The entries below are to be repeated exactly, with the pictures left out.

Entries taken from a collection:

----

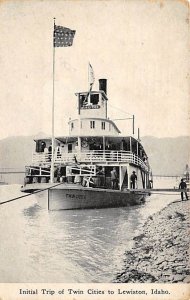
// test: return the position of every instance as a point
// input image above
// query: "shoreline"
(160, 253)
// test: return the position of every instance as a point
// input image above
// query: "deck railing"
(89, 156)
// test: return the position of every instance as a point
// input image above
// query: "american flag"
(63, 37)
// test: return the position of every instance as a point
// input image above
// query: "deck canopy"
(125, 143)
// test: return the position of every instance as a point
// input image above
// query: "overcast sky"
(141, 47)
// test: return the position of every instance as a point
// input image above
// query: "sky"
(140, 46)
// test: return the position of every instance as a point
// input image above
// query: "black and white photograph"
(94, 149)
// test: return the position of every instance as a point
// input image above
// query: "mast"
(53, 108)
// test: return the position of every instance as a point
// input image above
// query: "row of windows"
(93, 125)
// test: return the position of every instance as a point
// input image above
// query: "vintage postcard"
(94, 149)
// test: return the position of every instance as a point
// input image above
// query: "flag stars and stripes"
(63, 37)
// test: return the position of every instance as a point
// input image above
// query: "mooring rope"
(30, 194)
(48, 188)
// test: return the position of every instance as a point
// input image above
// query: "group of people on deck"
(115, 179)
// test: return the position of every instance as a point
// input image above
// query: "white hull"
(67, 197)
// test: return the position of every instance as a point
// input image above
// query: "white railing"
(89, 156)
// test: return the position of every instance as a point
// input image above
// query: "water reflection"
(68, 246)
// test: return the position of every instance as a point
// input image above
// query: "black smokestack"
(103, 85)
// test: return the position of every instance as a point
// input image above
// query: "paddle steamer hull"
(68, 198)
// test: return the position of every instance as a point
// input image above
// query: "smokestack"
(103, 85)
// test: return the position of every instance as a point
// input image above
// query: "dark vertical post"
(52, 138)
(133, 124)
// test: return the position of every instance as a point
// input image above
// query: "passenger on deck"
(133, 179)
(114, 179)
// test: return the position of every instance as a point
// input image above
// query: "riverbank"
(161, 253)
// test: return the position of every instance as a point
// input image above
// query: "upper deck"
(96, 150)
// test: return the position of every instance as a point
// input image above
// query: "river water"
(78, 246)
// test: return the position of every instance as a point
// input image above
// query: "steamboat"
(94, 166)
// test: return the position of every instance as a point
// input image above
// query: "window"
(92, 124)
(103, 125)
(94, 99)
(70, 148)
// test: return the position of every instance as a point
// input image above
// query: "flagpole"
(52, 137)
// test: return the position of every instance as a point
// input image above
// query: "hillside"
(167, 156)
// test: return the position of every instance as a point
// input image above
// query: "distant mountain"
(167, 156)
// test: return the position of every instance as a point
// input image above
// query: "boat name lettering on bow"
(91, 107)
(75, 196)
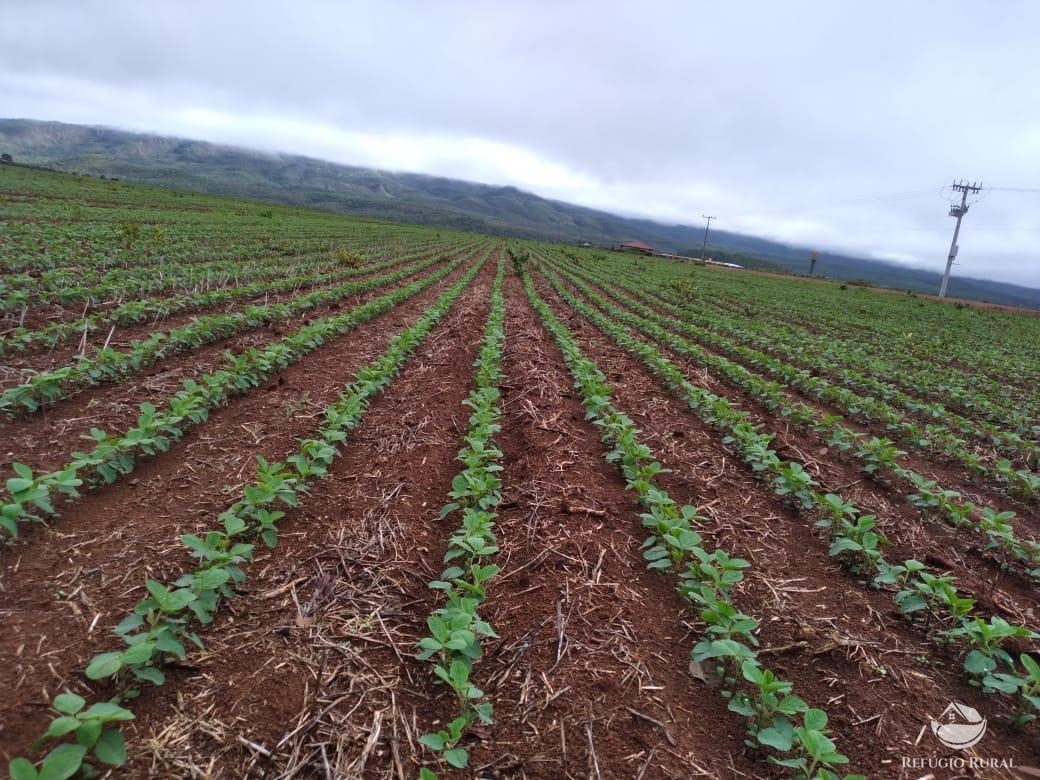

----

> EXPECTED ANSWER:
// test: return the position of every instance as a point
// input image above
// query: "shoreline"
(160, 253)
// test: return the position of every instance as a point
// input image above
// query: "deck railing"
(89, 156)
// test: return the position of every instance as a point
// input image above
// query: "american flag"
(63, 37)
// test: return the position of every instance as a point
// input image above
// query: "deck canopy"
(125, 143)
// test: return the position of every instance as a point
// input image above
// query: "overcast sky"
(141, 47)
// test: return the position of every instance as a point
// input image above
// query: "sky"
(140, 46)
// test: return the position of every instance as a point
// input image above
// query: "black and white photograph"
(94, 149)
// test: return the position of every instance as a point
// input image above
// query: "mast"
(53, 108)
// test: return the position of every instance as a point
// input image above
// query: "row of windows"
(93, 125)
// test: return the position of every instance as a point
// input image above
// query: "vintage postcard"
(94, 149)
// test: return the position of every instance as a point
// input image above
// query: "flag stars and stripes"
(63, 37)
// test: return the position of every instance as a point
// input image above
// query: "mooring rope"
(30, 194)
(48, 188)
// test: return the position of every instance as a point
// input image above
// query: "group of people on deck"
(115, 179)
// test: return the position of every instance as a point
// input image above
// query: "white hull"
(67, 197)
// test: return the position of every instance as a point
// input image above
// query: "white railing"
(89, 156)
// test: return the position of every instance as a point
// input image above
// query: "water reflection"
(68, 246)
// test: return the position of every instance as a point
// input image above
// query: "black smokestack"
(103, 85)
// test: return the position of every instance as a point
// input image above
// query: "paddle steamer hull"
(68, 198)
// test: return the position of every instance as a point
// input image above
// query: "smokestack"
(103, 85)
// test: return the position of every instance as a point
// input image above
// query: "dark vertical post"
(52, 138)
(133, 124)
// test: return the position of every instance as a point
// input image above
// query: "passenger on deck"
(133, 179)
(114, 179)
// test: return the position of every instance as a point
// input image above
// query: "riverbank"
(161, 253)
// test: return the position of every instance as a point
// input image above
// query: "upper deck"
(96, 150)
// test: return the position of every instance as a point
// input image above
// query: "river water"
(78, 246)
// test: return the position of every instance as a point
// input image above
// query: "steamboat"
(94, 166)
// test: return the position of every instance as a point
// input image above
// query: "window"
(92, 124)
(103, 125)
(94, 99)
(70, 148)
// test: return the position of every instance as a point
// input image above
// query: "flagpole"
(52, 137)
// test: return the position of every instance as a point
// input image above
// query: "hillside"
(167, 156)
// test: return the position of every instance as a point
// input image above
// query: "distant mountain"
(167, 156)
// test: return the position of every instance as a point
// input image above
// query: "boat name lettering on bow"
(91, 107)
(75, 196)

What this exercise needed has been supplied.